§ Records
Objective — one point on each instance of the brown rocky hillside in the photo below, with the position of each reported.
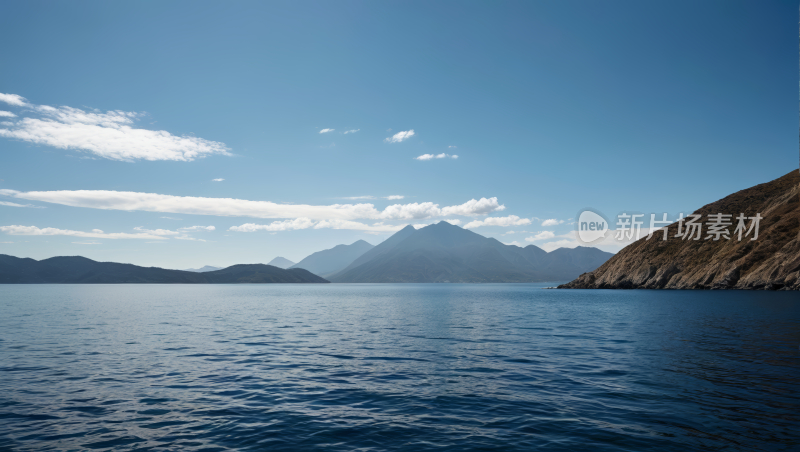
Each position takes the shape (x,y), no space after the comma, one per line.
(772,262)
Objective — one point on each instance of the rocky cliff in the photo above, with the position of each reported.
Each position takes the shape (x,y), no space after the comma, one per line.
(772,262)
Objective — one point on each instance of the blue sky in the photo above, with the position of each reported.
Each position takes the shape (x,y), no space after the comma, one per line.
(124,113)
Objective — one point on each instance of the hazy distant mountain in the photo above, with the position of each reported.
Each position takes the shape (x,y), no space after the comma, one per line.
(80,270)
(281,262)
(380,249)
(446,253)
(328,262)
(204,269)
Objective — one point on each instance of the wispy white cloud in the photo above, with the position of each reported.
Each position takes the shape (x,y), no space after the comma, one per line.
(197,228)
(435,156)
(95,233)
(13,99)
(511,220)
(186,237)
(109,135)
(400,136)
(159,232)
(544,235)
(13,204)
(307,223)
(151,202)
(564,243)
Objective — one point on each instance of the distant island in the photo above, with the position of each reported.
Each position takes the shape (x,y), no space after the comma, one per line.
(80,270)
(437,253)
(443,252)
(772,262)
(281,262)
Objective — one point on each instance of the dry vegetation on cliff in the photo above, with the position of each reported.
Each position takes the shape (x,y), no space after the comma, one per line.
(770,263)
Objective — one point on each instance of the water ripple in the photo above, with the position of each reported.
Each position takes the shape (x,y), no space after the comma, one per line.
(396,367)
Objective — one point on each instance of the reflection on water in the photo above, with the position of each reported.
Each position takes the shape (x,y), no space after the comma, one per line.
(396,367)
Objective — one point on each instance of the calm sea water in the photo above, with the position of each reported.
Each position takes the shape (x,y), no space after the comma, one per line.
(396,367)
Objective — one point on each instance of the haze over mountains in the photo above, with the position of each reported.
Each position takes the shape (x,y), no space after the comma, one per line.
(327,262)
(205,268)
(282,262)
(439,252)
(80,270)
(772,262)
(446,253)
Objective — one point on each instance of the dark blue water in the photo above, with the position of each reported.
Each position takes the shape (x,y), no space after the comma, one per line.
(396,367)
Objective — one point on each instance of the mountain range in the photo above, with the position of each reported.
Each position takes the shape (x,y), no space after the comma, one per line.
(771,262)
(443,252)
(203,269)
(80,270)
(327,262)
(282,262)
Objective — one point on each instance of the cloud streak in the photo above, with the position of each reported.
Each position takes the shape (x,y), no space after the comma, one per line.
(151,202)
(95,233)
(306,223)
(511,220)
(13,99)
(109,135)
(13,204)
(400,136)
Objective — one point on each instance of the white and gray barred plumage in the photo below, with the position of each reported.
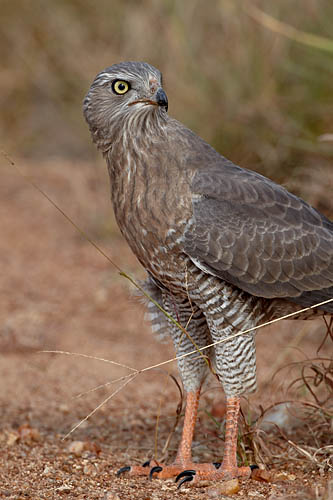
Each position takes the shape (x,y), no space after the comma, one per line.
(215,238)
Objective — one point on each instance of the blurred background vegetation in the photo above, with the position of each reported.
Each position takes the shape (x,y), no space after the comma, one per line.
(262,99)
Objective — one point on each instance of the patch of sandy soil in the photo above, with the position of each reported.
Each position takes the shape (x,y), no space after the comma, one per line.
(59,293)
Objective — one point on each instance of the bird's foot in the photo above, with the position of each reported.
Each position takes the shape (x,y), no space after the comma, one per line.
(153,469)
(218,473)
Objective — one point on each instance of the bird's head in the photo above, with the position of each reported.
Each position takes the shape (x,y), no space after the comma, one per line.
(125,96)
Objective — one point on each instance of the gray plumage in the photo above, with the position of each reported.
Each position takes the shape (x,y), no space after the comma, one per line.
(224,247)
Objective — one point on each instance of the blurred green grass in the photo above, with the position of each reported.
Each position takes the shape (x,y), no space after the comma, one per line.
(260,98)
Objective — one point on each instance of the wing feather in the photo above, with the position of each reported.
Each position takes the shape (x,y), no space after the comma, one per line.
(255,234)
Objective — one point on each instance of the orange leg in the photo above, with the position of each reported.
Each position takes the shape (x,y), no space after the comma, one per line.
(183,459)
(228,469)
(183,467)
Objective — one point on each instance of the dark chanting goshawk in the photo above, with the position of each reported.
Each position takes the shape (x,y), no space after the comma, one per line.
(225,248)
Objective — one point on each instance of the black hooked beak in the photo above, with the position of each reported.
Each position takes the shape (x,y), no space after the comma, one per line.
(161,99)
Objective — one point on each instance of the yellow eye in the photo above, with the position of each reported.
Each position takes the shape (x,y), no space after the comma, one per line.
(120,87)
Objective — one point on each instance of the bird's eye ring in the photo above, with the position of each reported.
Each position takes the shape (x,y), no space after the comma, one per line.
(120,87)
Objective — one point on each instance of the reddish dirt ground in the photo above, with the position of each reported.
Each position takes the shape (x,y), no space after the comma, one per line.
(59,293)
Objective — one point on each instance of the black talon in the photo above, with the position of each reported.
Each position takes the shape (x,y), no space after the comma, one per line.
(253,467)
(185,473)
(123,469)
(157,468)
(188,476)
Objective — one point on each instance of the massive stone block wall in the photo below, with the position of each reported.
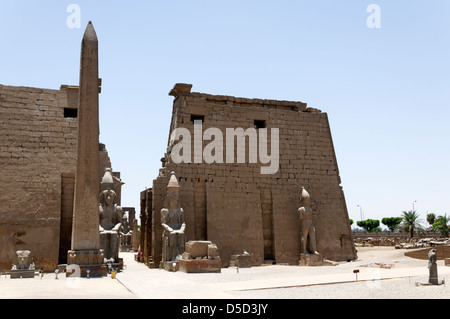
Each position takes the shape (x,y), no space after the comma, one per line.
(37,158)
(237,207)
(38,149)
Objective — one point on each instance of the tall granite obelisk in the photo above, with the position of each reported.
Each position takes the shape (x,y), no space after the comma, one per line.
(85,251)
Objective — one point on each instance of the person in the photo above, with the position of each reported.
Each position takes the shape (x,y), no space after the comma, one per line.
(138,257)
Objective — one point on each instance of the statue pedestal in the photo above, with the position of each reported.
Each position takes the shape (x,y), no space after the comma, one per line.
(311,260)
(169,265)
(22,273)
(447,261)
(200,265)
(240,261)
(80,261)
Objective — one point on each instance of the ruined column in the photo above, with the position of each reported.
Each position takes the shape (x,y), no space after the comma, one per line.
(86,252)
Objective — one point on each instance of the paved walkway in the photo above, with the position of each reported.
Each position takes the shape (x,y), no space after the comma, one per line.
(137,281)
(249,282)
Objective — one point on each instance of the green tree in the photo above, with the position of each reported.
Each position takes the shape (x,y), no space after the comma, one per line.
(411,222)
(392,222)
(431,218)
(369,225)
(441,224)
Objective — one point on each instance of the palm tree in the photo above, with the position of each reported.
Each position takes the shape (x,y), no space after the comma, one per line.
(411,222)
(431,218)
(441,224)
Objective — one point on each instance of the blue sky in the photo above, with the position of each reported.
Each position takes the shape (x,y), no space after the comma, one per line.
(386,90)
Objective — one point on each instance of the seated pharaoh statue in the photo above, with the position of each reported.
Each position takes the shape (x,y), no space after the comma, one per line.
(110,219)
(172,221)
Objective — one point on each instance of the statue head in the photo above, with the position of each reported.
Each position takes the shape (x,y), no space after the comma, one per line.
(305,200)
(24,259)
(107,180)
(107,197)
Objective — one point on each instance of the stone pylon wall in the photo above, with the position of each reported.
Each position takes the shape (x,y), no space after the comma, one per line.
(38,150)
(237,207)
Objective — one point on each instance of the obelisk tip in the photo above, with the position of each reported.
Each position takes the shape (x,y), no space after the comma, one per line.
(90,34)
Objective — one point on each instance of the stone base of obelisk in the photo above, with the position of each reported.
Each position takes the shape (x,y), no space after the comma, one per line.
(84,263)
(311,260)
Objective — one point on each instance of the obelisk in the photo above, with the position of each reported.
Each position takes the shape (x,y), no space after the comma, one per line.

§ What the task asks
Transcribe exactly the line containing "Objective — one point on each instance of the obelisk tip" and all remaining lines of the material, ending with the last one.

§ The reply
Objective — one point on each instance of the obelisk tip in the photo above, with the position of each reported.
Each position takes the shape (x,y), no space after the comma, one per line.
(90,34)
Objective — one point on each instance of the stone base of obelisk in the photo above, with the position of each reported.
Each position takes the shape (x,y), no space after the comma, one per line.
(84,263)
(311,260)
Objective — one point on each instance of the obelisk in the photo above, with the position of each reported.
Each position takes the shape (x,y), no space after the comma, one per line.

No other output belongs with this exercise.